Referring expression data
-- Opening Marker --

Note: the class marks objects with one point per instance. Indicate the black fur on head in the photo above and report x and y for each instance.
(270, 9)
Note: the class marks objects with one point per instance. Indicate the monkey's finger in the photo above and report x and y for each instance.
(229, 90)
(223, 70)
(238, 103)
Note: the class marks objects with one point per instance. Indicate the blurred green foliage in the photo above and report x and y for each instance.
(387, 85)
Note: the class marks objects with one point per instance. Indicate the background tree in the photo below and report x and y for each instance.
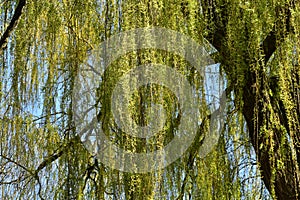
(43, 44)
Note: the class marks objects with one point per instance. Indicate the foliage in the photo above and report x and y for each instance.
(257, 43)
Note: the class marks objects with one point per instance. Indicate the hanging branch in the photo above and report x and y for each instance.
(13, 23)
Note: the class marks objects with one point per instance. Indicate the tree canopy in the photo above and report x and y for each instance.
(44, 44)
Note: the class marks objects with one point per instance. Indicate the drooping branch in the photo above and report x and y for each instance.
(13, 23)
(285, 186)
(279, 32)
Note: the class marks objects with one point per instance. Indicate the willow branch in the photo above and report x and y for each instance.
(13, 23)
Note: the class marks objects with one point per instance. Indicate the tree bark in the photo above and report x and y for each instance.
(284, 181)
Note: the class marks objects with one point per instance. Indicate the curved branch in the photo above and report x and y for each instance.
(13, 23)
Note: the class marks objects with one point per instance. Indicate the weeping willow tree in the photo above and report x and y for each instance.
(44, 43)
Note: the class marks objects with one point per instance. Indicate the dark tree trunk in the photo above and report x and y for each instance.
(284, 181)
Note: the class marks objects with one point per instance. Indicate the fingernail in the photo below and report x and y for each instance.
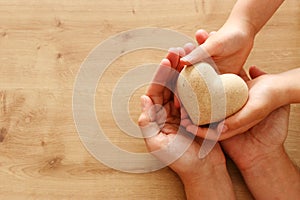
(143, 102)
(224, 129)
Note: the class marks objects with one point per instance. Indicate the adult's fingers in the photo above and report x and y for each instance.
(146, 121)
(247, 117)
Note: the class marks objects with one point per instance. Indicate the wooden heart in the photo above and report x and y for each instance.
(208, 97)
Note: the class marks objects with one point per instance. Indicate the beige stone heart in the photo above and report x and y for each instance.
(208, 97)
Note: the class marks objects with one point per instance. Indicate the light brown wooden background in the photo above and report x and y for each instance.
(42, 45)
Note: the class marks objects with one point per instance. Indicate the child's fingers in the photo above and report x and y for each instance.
(244, 75)
(255, 72)
(201, 36)
(188, 48)
(173, 56)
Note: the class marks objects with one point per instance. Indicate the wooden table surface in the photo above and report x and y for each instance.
(42, 46)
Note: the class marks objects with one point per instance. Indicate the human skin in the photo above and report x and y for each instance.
(231, 44)
(160, 123)
(261, 158)
(264, 97)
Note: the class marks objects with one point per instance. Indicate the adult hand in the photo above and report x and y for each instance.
(264, 97)
(260, 156)
(160, 123)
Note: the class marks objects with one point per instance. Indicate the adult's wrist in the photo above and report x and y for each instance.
(273, 177)
(214, 184)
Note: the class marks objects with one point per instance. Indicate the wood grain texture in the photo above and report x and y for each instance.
(42, 45)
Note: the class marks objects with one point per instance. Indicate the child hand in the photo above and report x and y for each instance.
(265, 96)
(229, 48)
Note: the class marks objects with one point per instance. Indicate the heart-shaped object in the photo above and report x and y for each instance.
(208, 97)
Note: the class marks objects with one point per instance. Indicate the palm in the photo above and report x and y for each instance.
(263, 139)
(165, 119)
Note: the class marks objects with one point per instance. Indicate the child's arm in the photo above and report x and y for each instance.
(290, 84)
(230, 46)
(255, 13)
(266, 93)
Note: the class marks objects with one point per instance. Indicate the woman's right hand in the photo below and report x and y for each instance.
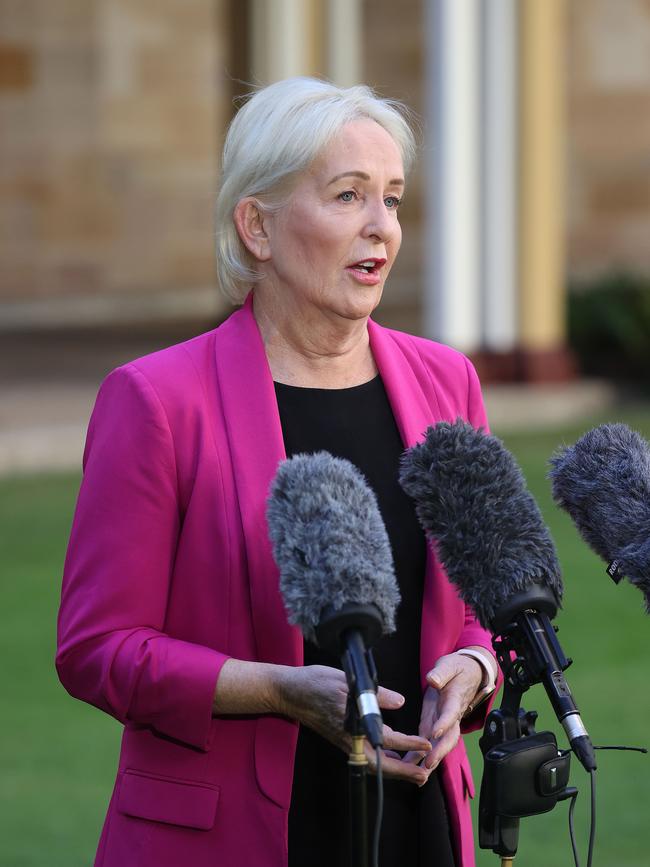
(316, 696)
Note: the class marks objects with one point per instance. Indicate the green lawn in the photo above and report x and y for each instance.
(58, 756)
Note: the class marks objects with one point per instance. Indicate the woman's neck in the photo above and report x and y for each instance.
(314, 351)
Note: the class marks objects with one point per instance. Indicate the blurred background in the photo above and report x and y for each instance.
(526, 245)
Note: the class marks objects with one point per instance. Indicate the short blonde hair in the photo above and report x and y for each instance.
(275, 136)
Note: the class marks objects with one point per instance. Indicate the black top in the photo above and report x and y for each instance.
(358, 424)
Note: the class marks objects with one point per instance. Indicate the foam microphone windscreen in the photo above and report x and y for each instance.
(472, 500)
(603, 482)
(329, 541)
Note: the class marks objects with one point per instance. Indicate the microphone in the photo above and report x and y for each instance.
(472, 500)
(336, 567)
(603, 482)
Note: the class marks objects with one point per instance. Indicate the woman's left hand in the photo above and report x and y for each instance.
(453, 683)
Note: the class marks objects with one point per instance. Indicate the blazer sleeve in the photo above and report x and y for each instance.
(112, 648)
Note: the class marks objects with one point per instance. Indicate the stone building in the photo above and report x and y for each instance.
(112, 114)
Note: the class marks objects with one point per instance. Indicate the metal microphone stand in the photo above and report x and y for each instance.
(357, 794)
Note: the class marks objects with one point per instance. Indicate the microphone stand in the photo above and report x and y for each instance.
(351, 631)
(357, 794)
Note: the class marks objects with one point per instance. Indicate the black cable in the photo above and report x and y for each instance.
(380, 811)
(631, 749)
(572, 830)
(592, 830)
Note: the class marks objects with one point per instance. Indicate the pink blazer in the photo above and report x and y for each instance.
(170, 571)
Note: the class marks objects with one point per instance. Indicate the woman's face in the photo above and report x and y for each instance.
(332, 245)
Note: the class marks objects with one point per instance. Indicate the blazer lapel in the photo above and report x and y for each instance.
(256, 447)
(413, 407)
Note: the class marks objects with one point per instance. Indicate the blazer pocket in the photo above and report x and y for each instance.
(174, 802)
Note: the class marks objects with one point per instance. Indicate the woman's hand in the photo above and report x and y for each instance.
(316, 696)
(453, 683)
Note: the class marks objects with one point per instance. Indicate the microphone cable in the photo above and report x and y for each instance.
(380, 810)
(573, 794)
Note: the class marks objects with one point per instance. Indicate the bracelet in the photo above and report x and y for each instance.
(488, 684)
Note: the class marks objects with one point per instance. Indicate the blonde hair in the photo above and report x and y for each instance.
(275, 136)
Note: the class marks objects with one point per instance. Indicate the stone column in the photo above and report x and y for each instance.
(542, 113)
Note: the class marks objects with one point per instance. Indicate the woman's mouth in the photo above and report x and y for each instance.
(367, 271)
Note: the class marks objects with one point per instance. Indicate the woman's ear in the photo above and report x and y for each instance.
(251, 222)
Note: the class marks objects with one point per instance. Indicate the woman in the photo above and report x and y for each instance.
(171, 618)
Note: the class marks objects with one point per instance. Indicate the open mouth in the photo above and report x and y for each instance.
(368, 266)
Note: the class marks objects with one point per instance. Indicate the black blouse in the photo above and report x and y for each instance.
(357, 424)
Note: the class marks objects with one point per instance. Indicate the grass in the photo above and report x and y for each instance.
(58, 756)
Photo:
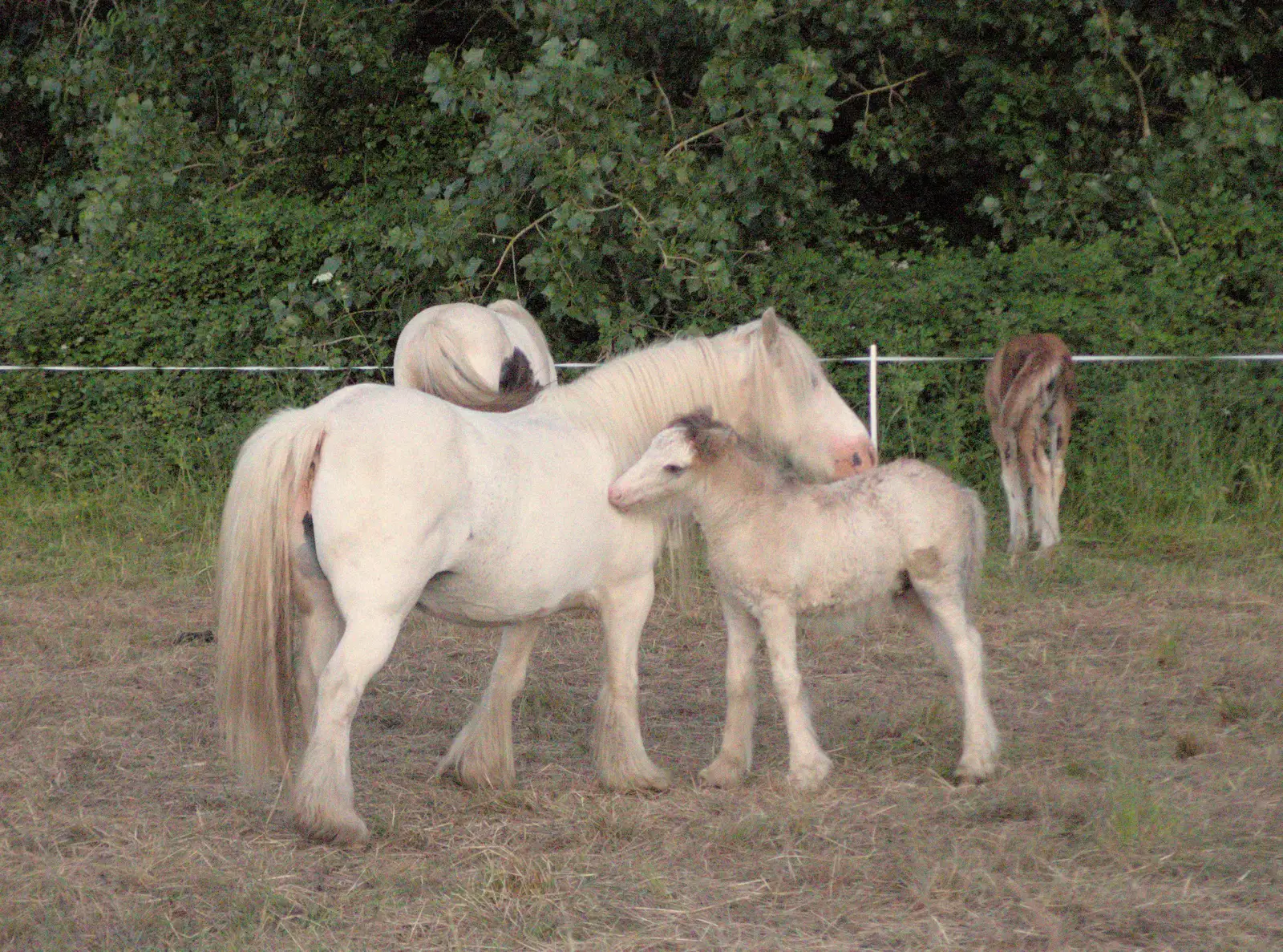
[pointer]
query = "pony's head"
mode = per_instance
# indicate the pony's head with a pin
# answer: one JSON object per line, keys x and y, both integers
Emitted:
{"x": 789, "y": 404}
{"x": 671, "y": 464}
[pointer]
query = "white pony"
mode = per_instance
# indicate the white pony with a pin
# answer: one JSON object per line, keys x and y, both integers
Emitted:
{"x": 778, "y": 547}
{"x": 375, "y": 500}
{"x": 492, "y": 357}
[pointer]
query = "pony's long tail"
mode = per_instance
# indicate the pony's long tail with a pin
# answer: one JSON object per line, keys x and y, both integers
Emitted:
{"x": 253, "y": 597}
{"x": 974, "y": 560}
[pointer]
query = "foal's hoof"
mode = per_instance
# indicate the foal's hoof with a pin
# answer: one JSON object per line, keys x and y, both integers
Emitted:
{"x": 724, "y": 772}
{"x": 810, "y": 776}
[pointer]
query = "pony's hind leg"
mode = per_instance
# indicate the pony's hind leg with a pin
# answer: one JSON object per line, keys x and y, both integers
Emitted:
{"x": 617, "y": 750}
{"x": 321, "y": 628}
{"x": 737, "y": 751}
{"x": 322, "y": 793}
{"x": 481, "y": 753}
{"x": 808, "y": 764}
{"x": 943, "y": 598}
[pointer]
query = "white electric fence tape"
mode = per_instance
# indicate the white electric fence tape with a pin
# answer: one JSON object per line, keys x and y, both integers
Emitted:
{"x": 371, "y": 368}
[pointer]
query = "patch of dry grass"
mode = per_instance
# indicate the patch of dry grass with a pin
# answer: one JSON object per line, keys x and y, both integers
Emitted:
{"x": 1141, "y": 705}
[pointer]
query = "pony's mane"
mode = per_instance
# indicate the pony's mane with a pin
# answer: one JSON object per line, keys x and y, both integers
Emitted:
{"x": 629, "y": 399}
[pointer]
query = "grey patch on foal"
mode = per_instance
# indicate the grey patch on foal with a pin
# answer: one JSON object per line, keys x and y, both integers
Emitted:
{"x": 924, "y": 564}
{"x": 516, "y": 374}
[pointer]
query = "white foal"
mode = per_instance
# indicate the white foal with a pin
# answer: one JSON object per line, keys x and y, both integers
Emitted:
{"x": 342, "y": 517}
{"x": 778, "y": 548}
{"x": 492, "y": 357}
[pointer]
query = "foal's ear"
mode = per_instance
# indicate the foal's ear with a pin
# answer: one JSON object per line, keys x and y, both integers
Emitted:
{"x": 711, "y": 442}
{"x": 770, "y": 327}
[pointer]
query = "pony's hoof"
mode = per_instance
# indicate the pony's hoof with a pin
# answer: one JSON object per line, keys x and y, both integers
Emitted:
{"x": 724, "y": 772}
{"x": 650, "y": 778}
{"x": 344, "y": 832}
{"x": 810, "y": 776}
{"x": 478, "y": 776}
{"x": 974, "y": 776}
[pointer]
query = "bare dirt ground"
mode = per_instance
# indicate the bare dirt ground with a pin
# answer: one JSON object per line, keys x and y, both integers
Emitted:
{"x": 1141, "y": 808}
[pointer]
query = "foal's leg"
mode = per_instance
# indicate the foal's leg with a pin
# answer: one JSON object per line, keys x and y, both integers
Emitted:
{"x": 737, "y": 751}
{"x": 617, "y": 750}
{"x": 1058, "y": 445}
{"x": 808, "y": 764}
{"x": 1009, "y": 455}
{"x": 943, "y": 598}
{"x": 1043, "y": 487}
{"x": 481, "y": 753}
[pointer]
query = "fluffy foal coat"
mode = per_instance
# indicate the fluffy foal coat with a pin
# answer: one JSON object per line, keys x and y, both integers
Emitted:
{"x": 1030, "y": 394}
{"x": 779, "y": 548}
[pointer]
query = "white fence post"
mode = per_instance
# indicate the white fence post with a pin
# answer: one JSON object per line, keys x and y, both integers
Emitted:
{"x": 872, "y": 394}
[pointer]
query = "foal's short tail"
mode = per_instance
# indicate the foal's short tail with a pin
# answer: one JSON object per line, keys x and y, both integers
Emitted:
{"x": 254, "y": 686}
{"x": 973, "y": 561}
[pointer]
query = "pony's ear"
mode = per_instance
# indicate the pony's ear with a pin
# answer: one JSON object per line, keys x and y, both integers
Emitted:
{"x": 770, "y": 327}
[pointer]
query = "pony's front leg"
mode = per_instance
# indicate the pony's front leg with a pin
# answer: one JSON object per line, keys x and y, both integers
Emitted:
{"x": 481, "y": 753}
{"x": 617, "y": 750}
{"x": 737, "y": 752}
{"x": 322, "y": 793}
{"x": 808, "y": 764}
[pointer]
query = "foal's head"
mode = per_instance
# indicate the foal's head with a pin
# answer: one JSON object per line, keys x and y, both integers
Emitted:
{"x": 671, "y": 466}
{"x": 792, "y": 407}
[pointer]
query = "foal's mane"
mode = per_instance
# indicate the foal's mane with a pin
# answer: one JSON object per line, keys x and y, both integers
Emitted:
{"x": 718, "y": 443}
{"x": 633, "y": 397}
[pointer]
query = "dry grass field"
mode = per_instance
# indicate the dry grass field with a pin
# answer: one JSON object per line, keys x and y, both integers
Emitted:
{"x": 1139, "y": 688}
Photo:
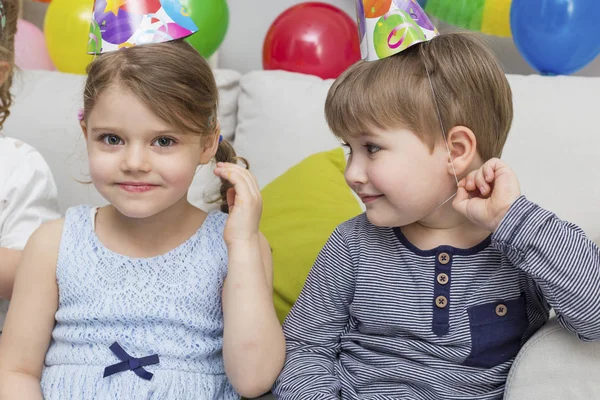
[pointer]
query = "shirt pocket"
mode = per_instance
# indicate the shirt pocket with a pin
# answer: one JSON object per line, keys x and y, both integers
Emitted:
{"x": 497, "y": 330}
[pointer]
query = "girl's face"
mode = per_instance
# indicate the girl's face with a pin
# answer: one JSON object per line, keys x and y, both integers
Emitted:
{"x": 139, "y": 163}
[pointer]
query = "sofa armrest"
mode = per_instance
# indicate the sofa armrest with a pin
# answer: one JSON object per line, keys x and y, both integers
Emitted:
{"x": 555, "y": 365}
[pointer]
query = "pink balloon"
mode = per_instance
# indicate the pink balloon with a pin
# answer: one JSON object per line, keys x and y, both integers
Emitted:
{"x": 30, "y": 47}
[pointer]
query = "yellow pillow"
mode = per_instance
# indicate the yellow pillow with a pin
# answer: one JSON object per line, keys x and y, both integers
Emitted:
{"x": 300, "y": 210}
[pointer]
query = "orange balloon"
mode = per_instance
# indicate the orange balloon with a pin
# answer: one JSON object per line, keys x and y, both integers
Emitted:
{"x": 376, "y": 8}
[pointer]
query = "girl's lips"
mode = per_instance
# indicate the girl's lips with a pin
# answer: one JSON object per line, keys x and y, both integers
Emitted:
{"x": 135, "y": 187}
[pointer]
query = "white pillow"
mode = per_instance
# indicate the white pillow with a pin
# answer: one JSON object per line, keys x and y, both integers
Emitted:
{"x": 281, "y": 121}
{"x": 44, "y": 115}
{"x": 553, "y": 145}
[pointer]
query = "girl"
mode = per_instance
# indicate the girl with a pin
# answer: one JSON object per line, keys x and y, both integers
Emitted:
{"x": 27, "y": 190}
{"x": 148, "y": 297}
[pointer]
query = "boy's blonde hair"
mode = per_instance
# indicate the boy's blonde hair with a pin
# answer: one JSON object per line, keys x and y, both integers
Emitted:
{"x": 7, "y": 53}
{"x": 173, "y": 81}
{"x": 470, "y": 88}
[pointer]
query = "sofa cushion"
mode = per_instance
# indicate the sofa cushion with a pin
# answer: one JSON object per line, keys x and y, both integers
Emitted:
{"x": 281, "y": 121}
{"x": 44, "y": 114}
{"x": 301, "y": 209}
{"x": 555, "y": 365}
{"x": 552, "y": 146}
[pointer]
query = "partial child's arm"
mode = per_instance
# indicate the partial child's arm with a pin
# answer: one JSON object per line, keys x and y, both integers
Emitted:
{"x": 30, "y": 318}
{"x": 253, "y": 343}
{"x": 314, "y": 327}
{"x": 556, "y": 254}
{"x": 562, "y": 261}
{"x": 31, "y": 199}
{"x": 9, "y": 259}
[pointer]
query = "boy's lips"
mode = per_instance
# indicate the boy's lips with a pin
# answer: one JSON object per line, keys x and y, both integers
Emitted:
{"x": 368, "y": 198}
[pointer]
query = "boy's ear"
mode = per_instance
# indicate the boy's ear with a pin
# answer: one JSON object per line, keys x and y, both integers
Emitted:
{"x": 463, "y": 149}
{"x": 5, "y": 68}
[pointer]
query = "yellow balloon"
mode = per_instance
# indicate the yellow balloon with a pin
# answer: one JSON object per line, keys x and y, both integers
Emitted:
{"x": 67, "y": 27}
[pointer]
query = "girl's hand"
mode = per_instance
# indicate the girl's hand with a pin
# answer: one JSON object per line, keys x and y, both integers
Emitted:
{"x": 485, "y": 195}
{"x": 244, "y": 201}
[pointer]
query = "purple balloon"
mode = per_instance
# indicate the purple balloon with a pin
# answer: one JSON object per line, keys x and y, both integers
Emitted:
{"x": 412, "y": 8}
{"x": 116, "y": 29}
{"x": 360, "y": 16}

-- Closing Marker --

TASK PROMPT
Show every line in the entries above that contains the string "cushion".

TASK OUTPUT
query = "sofa cushion"
# indicate the sofa cushion with a pin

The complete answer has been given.